■ **Stated task**
Turn the material below into a JSON list of strings, with each line as its own string and blank lines left out.

━━━━━ Recorded data ━━━━━

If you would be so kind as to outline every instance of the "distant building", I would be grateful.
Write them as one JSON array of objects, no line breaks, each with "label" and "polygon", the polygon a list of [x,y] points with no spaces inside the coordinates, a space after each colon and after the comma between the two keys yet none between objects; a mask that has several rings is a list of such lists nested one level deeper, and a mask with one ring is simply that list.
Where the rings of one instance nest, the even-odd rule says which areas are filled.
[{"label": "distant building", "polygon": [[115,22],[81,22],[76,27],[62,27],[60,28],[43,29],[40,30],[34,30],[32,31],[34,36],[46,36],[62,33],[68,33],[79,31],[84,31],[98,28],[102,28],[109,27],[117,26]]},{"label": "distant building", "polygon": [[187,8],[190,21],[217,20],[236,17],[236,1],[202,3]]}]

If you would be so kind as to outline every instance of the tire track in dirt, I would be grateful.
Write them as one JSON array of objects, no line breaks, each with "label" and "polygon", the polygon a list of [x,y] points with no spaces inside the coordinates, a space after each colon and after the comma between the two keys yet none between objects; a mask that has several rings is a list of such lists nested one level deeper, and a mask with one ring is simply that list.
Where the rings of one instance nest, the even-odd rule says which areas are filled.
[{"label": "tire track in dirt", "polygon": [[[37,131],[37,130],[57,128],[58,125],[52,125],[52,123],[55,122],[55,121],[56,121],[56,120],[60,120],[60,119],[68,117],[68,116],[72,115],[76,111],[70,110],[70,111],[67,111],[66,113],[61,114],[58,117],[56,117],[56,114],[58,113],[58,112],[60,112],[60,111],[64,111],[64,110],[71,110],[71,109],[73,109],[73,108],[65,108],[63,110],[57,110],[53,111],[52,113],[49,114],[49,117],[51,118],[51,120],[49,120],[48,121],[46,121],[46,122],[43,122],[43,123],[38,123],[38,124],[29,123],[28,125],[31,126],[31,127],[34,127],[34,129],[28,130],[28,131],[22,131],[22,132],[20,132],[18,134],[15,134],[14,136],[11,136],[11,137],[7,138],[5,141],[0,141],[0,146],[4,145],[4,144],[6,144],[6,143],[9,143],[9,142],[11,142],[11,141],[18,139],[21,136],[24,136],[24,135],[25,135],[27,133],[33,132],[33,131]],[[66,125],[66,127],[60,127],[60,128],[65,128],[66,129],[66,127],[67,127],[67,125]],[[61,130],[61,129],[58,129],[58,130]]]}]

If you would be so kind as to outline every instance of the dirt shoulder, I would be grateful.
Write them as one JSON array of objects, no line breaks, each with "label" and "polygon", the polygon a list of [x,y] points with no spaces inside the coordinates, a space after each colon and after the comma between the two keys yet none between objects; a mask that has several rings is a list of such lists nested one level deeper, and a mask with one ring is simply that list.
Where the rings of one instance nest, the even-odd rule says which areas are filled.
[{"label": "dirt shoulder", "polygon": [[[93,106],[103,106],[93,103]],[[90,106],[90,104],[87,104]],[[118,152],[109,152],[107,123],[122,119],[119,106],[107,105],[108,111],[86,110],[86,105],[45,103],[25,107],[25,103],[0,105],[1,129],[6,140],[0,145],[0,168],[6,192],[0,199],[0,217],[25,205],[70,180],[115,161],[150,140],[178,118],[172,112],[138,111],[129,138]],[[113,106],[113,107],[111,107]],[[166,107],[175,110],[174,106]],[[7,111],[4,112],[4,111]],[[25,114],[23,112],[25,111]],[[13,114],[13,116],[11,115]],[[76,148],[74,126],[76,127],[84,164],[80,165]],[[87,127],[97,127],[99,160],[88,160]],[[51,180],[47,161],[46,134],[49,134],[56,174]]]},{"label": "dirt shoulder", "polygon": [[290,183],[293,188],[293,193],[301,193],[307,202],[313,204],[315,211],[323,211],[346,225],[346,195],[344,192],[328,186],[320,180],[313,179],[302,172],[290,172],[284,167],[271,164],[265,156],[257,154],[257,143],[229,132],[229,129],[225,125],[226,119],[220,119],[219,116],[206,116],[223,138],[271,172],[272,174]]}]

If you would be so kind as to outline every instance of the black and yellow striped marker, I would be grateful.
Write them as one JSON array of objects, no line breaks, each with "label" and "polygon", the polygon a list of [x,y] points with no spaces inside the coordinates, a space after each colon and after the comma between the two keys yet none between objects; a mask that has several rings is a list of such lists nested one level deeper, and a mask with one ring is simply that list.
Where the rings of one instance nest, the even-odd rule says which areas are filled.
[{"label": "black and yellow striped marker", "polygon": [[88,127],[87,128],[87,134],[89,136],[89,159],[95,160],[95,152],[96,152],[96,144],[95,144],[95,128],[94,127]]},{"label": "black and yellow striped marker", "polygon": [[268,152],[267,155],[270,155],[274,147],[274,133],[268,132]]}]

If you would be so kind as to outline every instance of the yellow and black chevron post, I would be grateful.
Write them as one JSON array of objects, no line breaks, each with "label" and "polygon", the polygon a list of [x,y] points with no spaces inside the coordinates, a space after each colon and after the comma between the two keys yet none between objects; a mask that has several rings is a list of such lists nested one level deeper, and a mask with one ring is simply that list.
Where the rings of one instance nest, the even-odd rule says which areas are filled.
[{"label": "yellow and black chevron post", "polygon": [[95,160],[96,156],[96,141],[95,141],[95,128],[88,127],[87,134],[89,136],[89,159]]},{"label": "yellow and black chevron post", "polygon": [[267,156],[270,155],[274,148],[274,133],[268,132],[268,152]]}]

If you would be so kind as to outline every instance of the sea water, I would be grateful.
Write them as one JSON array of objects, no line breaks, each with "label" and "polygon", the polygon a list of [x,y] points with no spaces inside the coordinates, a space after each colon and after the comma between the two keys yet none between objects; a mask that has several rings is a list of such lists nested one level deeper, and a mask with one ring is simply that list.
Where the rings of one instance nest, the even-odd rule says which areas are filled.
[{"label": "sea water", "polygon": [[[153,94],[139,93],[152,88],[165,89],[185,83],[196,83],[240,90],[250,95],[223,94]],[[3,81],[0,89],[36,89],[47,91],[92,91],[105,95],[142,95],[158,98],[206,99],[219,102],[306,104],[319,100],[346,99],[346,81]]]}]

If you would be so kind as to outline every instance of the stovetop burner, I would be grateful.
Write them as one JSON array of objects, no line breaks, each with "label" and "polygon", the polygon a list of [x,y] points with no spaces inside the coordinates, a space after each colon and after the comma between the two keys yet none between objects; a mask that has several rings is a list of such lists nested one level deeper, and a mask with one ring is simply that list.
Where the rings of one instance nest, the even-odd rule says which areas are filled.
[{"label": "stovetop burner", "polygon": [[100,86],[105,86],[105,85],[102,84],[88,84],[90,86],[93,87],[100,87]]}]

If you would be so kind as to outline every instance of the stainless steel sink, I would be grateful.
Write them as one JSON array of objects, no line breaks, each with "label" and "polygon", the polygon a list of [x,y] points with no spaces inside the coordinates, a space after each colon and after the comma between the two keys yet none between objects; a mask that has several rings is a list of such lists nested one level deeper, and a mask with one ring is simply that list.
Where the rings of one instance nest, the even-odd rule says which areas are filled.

━━━━━

■ **Complete answer**
[
  "If you would be so kind as to outline every instance of the \"distant building\", I would be grateful.",
  "Write them as one JSON array of objects, no line breaks, each with \"label\" and \"polygon\", the polygon a list of [x,y] points with no spaces inside the coordinates, a space after each colon and after the comma between the two keys yet none between objects; a mask that has several rings is a list of such lists nested one level deeper, and a mask with one ring is simply that list.",
  "Where the rings of one instance nest, the even-odd rule says which areas are filled.",
  "[{\"label\": \"distant building\", \"polygon\": [[115,22],[81,22],[76,27],[62,27],[60,28],[43,29],[40,30],[34,30],[32,31],[34,36],[46,36],[62,33],[68,33],[79,31],[84,31],[98,28],[102,28],[109,27],[117,26]]},{\"label\": \"distant building\", \"polygon\": [[187,8],[190,21],[217,20],[236,17],[236,1],[202,3]]}]",
  "If you would be so kind as to outline every instance of the tire track in dirt, I would be grateful.",
  "Write them as one JSON array of objects, no line breaks, each with \"label\" and \"polygon\", the polygon a list of [x,y] points with no spaces inside the coordinates, a space after each colon and after the comma between the two keys yet none between objects; a mask that has several rings is a list of such lists nested one level deeper, and a mask with one ring is simply that list.",
  "Where the rings of one instance nest, the even-odd rule says which areas are filled.",
  "[{\"label\": \"tire track in dirt\", \"polygon\": [[[37,131],[37,130],[57,128],[58,125],[52,125],[52,123],[55,122],[55,121],[56,121],[56,120],[60,120],[60,119],[68,117],[68,116],[72,115],[76,111],[70,110],[70,111],[67,111],[66,113],[61,114],[58,117],[56,117],[56,114],[58,113],[58,112],[60,112],[60,111],[64,111],[64,110],[71,110],[71,109],[73,109],[73,108],[65,108],[63,110],[57,110],[53,111],[52,113],[49,114],[49,117],[51,118],[51,120],[49,120],[48,121],[46,121],[46,122],[43,122],[43,123],[38,123],[38,124],[29,123],[28,125],[31,126],[31,127],[34,127],[34,129],[28,130],[28,131],[22,131],[22,132],[20,132],[18,134],[15,134],[14,136],[11,136],[11,137],[7,138],[5,141],[0,141],[0,146],[4,145],[4,144],[6,144],[6,143],[9,143],[9,142],[11,142],[11,141],[18,139],[21,136],[24,136],[24,135],[25,135],[27,133],[33,132],[33,131]],[[66,125],[66,127],[60,127],[60,128],[65,128],[66,129],[66,127],[67,127],[67,125]],[[61,130],[61,129],[58,129],[58,130]]]}]",
  "If you would be so kind as to outline every instance of the dirt shoulder, I would be grateful.",
  "Write them as one JSON array of objects, no line breaks, each with \"label\" and \"polygon\", the polygon a list of [x,y] points with no spaces inside the coordinates, a space after each colon and after the comma between the two keys yet none between objects; a mask that has several rings is a list of such lists nested one level deeper, and a mask with one ring is simply that list.",
  "Where the rings of one instance nest, the even-odd rule says which areas are filled.",
  "[{\"label\": \"dirt shoulder\", \"polygon\": [[[93,106],[103,106],[93,103]],[[90,106],[90,104],[87,104]],[[118,152],[109,152],[107,123],[122,119],[119,106],[107,105],[108,111],[86,110],[86,105],[45,103],[25,107],[25,103],[0,105],[1,129],[6,140],[0,145],[0,168],[6,192],[0,199],[0,217],[25,205],[70,180],[115,161],[150,140],[178,118],[172,112],[138,111],[129,138]],[[113,106],[113,107],[111,107]],[[166,107],[175,110],[174,106]],[[7,111],[4,112],[4,111]],[[25,114],[23,112],[25,111]],[[13,114],[13,116],[11,115]],[[76,148],[74,126],[76,127],[84,164],[80,165]],[[87,127],[97,127],[99,160],[88,160]],[[51,180],[47,161],[46,134],[49,134],[56,174]]]},{\"label\": \"dirt shoulder\", \"polygon\": [[290,183],[293,188],[293,193],[301,193],[307,202],[313,204],[315,211],[323,211],[346,225],[346,195],[344,192],[328,186],[320,180],[313,179],[302,172],[290,172],[284,167],[271,164],[265,156],[257,154],[257,143],[229,132],[229,129],[225,125],[226,119],[220,119],[219,116],[206,116],[223,138],[271,172],[272,174]]}]",
  "If you would be so kind as to outline every instance of the black and yellow striped marker, I would be grateful.",
  "Write them as one JSON array of objects, no line breaks, each with \"label\" and \"polygon\", the polygon a list of [x,y] points with no spaces inside the coordinates, a space after each colon and after the comma between the two keys yet none between objects; a mask that has several rings is a list of such lists nested one level deeper, and a mask with one ring is simply that list.",
  "Where the rings of one instance nest, the even-odd rule says which areas are filled.",
  "[{\"label\": \"black and yellow striped marker\", \"polygon\": [[88,127],[87,128],[87,134],[89,136],[89,159],[95,160],[95,152],[96,152],[96,144],[95,144],[95,128],[94,127]]},{\"label\": \"black and yellow striped marker\", \"polygon\": [[268,152],[267,155],[270,155],[274,147],[274,133],[268,132]]}]",
  "If you would be so kind as to outline every instance of the yellow and black chevron post, I would be grateful.",
  "Write them as one JSON array of objects, no line breaks, each with \"label\" and \"polygon\", the polygon a list of [x,y] points with no spaces inside the coordinates, a space after each colon and after the comma between the two keys yet none between objects; a mask that has several rings is a list of such lists nested one level deeper, and a mask with one ring is simply that list.",
  "Where the rings of one instance nest, the even-odd rule says which areas are filled.",
  "[{\"label\": \"yellow and black chevron post\", \"polygon\": [[95,160],[96,156],[96,141],[95,141],[95,128],[88,127],[87,134],[89,136],[89,159]]},{\"label\": \"yellow and black chevron post\", \"polygon\": [[267,156],[270,155],[274,148],[274,133],[268,132],[268,152]]}]",
  "If you would be so kind as to outline every instance of the sea water, I would be grateful.",
  "Write them as one JSON array of objects, no line breaks, each with \"label\" and \"polygon\", the polygon a list of [x,y] points with no spaces inside the coordinates, a space after each colon and after the comma between the two keys yet none between objects; a mask that has several rings is a list of such lists nested one level deeper, and a mask with one ring is simply that list.",
  "Where the rings of one instance nest, the even-odd rule says which areas are filled.",
  "[{\"label\": \"sea water\", \"polygon\": [[[153,94],[139,93],[152,88],[165,89],[185,83],[196,83],[240,90],[250,95],[223,94]],[[3,81],[0,89],[36,89],[47,91],[92,91],[105,95],[142,95],[158,98],[206,99],[219,102],[306,104],[319,100],[346,99],[346,81]]]}]",
  "If you would be so kind as to outline every instance of the stovetop burner, I would be grateful.",
  "Write them as one JSON array of objects, no line breaks, each with \"label\" and \"polygon\", the polygon a list of [x,y] points with no spaces inside the coordinates, a space after each colon and after the comma between the two keys yet none between objects; a mask that has several rings is a list of such lists nested one level deeper, and a mask with one ring is simply that list.",
  "Where the rings of one instance nest, the even-odd rule says which areas are filled.",
  "[{\"label\": \"stovetop burner\", \"polygon\": [[100,86],[105,86],[105,85],[102,84],[88,84],[90,86],[93,87],[100,87]]}]",
  "If you would be so kind as to outline every instance of the stainless steel sink, I would be grateful.",
  "Write them as one JSON array of objects, no line breaks, each with \"label\" and \"polygon\", the polygon a list of [x,y] points with no spaces inside the coordinates, a space after each colon and after the comma between the two keys yet none between objects; a mask that has several rings is a list of such lists nested one level deeper, and a mask with one ring is simply that list.",
  "Where the rings of one instance nest, the even-odd rule says which areas are filled."
]